**Consigne:** Relevez dans le texte fourni tous les verbes employés à l'infinitif. Citez chacun une seule fois, dans l'ordre où il apparaît.

**Texte fourni:**
TRADUTTORE TRADITORE

Éloge de la trahison

                                                       par Abdelaziz Kacem

 

 

            En ces temps de tous les paradoxes, à l’heure où les autoroutes de l’information s’étendent à l’infini, seules quelques littératures favorisées par une conjoncture souvent étrangère à leur valeur intrinsèque, encombrent la circulation. La mondialisation unilatéraliste qui s’installe rend de plus en plus urgent le besoin de réfléchir sur des stratégies de préservation de la diversité culturelle. Le thème de ce colloque nous paraît, à cet égard, d’une remarquable pertinence.

 

            D’entrée de jeu, disons haut et fort qu’il n’existe pas de «petite littérature», il n’y a que des littératures occultées ou sous-analysées, parce que trop confinées dans un environnement déterminé par l’histoire et la géographie. Pour promouvoir une littérature, lui assurer un destin, il faut tout mettre en œuvre pour la faire rayonner hors de ses frontières nationales. Travailler à être connu est la condition sine qua non pour être reconnu.

**Lignes fournies:**
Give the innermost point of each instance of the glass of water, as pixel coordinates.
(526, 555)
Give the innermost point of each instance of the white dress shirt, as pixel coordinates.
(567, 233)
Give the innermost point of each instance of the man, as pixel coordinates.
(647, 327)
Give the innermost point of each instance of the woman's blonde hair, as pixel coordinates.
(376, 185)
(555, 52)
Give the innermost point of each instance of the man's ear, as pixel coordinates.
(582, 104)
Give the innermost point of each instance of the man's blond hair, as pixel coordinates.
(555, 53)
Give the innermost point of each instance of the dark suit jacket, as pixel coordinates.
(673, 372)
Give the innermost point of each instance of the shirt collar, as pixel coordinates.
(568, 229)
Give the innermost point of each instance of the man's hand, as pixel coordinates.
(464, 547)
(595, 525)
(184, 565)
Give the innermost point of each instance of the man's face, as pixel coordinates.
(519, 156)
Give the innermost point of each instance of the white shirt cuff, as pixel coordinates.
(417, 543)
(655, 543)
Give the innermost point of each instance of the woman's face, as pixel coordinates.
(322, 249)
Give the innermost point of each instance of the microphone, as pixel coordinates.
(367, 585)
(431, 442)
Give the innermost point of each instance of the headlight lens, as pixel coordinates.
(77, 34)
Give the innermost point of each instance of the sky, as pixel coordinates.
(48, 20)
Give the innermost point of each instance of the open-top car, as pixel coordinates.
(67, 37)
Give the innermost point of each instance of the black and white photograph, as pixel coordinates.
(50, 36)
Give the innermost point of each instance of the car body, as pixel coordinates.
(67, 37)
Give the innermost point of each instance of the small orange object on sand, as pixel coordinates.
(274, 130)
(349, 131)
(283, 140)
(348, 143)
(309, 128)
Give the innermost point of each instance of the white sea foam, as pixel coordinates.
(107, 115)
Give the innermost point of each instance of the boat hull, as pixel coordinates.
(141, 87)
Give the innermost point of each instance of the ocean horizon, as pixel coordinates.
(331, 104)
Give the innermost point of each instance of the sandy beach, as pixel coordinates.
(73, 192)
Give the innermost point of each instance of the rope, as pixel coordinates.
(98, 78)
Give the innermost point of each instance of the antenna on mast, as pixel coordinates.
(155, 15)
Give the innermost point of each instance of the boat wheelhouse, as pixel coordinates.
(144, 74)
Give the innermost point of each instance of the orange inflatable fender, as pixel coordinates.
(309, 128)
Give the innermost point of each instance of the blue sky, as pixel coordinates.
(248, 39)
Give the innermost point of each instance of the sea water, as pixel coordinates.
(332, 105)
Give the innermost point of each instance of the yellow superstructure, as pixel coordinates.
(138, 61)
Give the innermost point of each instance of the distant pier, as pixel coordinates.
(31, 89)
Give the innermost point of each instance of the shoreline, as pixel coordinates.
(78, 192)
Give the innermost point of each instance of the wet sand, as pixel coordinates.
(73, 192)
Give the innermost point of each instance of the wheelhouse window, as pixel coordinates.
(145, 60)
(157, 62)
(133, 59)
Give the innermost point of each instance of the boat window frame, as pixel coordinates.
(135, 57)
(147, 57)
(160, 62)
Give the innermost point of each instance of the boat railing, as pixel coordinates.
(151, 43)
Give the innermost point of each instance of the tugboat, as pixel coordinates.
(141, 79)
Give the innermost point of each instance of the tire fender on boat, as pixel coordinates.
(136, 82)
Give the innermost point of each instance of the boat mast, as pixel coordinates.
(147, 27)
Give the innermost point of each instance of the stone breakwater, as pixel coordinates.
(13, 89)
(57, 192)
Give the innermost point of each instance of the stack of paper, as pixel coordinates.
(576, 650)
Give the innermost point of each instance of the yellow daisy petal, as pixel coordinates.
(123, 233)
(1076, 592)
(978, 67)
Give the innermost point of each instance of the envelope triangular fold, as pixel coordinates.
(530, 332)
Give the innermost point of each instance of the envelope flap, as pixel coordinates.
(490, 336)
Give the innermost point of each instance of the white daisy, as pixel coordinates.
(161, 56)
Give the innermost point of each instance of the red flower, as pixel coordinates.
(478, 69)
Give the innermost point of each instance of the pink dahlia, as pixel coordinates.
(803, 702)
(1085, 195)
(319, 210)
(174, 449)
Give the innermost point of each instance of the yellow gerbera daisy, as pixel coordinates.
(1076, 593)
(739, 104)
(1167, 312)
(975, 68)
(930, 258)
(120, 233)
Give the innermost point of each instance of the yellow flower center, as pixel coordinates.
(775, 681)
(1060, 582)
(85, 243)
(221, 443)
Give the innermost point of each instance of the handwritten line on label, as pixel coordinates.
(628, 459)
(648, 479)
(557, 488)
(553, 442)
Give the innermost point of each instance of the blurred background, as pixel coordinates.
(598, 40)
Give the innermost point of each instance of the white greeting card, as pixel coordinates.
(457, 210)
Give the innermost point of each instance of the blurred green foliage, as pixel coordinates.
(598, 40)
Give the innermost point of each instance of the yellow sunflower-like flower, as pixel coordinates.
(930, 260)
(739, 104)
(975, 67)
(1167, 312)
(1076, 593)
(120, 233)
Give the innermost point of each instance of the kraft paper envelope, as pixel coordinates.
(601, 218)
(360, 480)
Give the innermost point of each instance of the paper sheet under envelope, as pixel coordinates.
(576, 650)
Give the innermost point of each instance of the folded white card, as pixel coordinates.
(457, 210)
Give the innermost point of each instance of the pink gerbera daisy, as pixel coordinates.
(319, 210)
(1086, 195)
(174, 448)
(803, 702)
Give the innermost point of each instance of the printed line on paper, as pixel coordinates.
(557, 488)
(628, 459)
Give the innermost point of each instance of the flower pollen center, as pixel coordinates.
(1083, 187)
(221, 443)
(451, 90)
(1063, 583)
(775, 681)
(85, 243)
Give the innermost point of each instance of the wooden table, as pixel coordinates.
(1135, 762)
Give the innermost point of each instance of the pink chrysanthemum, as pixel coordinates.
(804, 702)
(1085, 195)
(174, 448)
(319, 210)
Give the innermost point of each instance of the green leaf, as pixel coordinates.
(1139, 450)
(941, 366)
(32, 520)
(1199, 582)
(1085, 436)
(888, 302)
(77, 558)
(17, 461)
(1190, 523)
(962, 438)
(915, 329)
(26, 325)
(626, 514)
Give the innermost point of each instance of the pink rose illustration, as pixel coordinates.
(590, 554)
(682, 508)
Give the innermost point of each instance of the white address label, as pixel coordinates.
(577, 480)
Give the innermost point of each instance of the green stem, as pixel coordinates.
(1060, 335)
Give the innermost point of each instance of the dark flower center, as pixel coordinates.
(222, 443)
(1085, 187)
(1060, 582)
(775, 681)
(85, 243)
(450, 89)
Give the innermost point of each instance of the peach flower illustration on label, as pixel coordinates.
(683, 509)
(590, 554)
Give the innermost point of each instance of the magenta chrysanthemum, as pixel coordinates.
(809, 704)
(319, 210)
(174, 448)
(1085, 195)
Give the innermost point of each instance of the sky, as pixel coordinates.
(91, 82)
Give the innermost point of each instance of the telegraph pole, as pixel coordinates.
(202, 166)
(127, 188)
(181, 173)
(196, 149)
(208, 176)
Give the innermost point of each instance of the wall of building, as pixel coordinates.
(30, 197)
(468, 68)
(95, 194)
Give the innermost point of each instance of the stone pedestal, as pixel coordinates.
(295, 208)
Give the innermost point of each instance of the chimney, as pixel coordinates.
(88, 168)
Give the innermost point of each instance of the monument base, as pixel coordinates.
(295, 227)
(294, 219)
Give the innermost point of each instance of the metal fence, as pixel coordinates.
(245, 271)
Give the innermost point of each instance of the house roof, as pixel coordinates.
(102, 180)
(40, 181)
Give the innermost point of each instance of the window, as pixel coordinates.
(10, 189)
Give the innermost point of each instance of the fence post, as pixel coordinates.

**Réponse finale:** réfléchir, promouvoir, assurer, mettre, faire, rayonner, travailler, être